▸ Selection
++++

Readers who’ve been following our adventures through our travel blog will know that husband Peter and I have recently returned from six weeks haring round Europe on our trusty motorbike. What with finishing off the account of that long trip through twelve countries, unpacking, washing, ruefully surveying our moribund garden, and generally catching up, I expected to find myself at a loss for this latest writing blog post.
Then the topic of this blog arose on its own, and I felt I must write a little about a subject that I frequently ponder. In a way, it’s that eternal question: What is literature? Or, better put in my mind, What makes a story a story?
It was a recent trip to Lewes in East Sussex that prompted me to tackle this question.
We were idling around after attending a local wedding, and decided to visit Virginia and Leonard Woolf’s country home, Monk’s House at Rodmell.
I will put my hand up right now, and freely admit I am no fan of Woolf. I’ve tried to read, in turn, To the Lighthouse (actually also tried to listen to the Radio 4 audio version read by the inimitable Martin Jarvis); Mrs Dalloway (arriving at the second chapter before being distracted elsewhere); and Orlando (completed, through gritted teeth and in desperation before a book group meeting). I did though, inspired by my visit to Woolf’s fabulous garden writing shed last month, read and enjoy her non-fiction feminist tract, A Room of One’s Own. Buoyed by this modest success, I rushed into the Malvern Book Cooperative, and rashly bought a new copy of Lighthouse to try again. If you would like to join me, my copy is now for sale in Malvern Oxfam, pretty much in mint condition as I failed miserably a few pages in.
This is not the first time I’ve failed to read modernist classics. I’m actually pretty good at failing to read them if I do (modestly) say so myself. I gave up Ulysses on the second page; chucked all my DH Lawrences (except Lady Chatterley’s Lover) into the Oxfam bag when we moved last year; forgave myself for giving up on Proust (the French orginal, bien sur). So after this latest run-in with Woolf, I spent some time analysing what had gone wrong, why these acclaimed classics don’t speak to me.
I can read and enjoy Chaucer, I reasoned. I love Shakespeare, and adore Austen and Thackeray. I realised then what all the works of these authors have in common is narrative, forward action, a beginning-middle-end format, along with great characterisation and compelling themes… I admitted as much to the knowledgeable young man who works in my local book co-op. He was horrified when I confessed to finding Woolf challenging.

++++

▸ Given information
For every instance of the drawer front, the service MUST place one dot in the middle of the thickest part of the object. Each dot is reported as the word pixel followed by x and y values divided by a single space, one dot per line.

++++

▸ Requests
[A] Which Woolf book does the blog post about reading modernist classics say the writer read and enjoyed?
[B] Continue the blog post about reading modernist classics from the point at which it stops.

▸ Outputs
[A] A Room of One's Own

[B]
‘She’s a goddess!’ he cried. ‘And story is so last week. Narrative,’ he declaimed,’ is vastly over-rated.’
Really, I wondered? The Odyssey, over-rated? Moll Flanders, Robinson Crusoe, Wuthering Heights – so last week? Lord of the Rings just a waste of Tolkien’s time?
So I did some research, not into literature of any kind, but into Story. By Story, with a capital S, I mean story-telling and -listening as the age-old way that humans transfer knowledge about the world around us to others, especially the younger generation. What I found gave me great comfort. Recent research by neuroscientists and educators into the concept of Story tells us that not only is Story very attractive to humans, it’s actually the bedrock of transmitting our culture from one generation to the next. We are hard-wired to learn from Story. Not just myths, parables and sagas, but how to survive and get along in our often inhospitable environment. Long before we created the symbolic system of writing, and the much later technology of printing, our species was passing on its cumulative knowledge by storytelling. And that love of sitting round the fire listening to Granny’s bedtime stories will never go away.
Lisa Cron is very accessible and entertaining on this subject, as well as being well-informed; please watch the linked TED talk, and also try her books Wired for Story and Story Genius to get an overview of the latest research, and what it means for fiction writers and story tellers. If you have half a lifetime to spare, check out Christopher Booker’s classic The seven basic plots: Why we tell stories too. There’s a nice pdf précis by Booker here.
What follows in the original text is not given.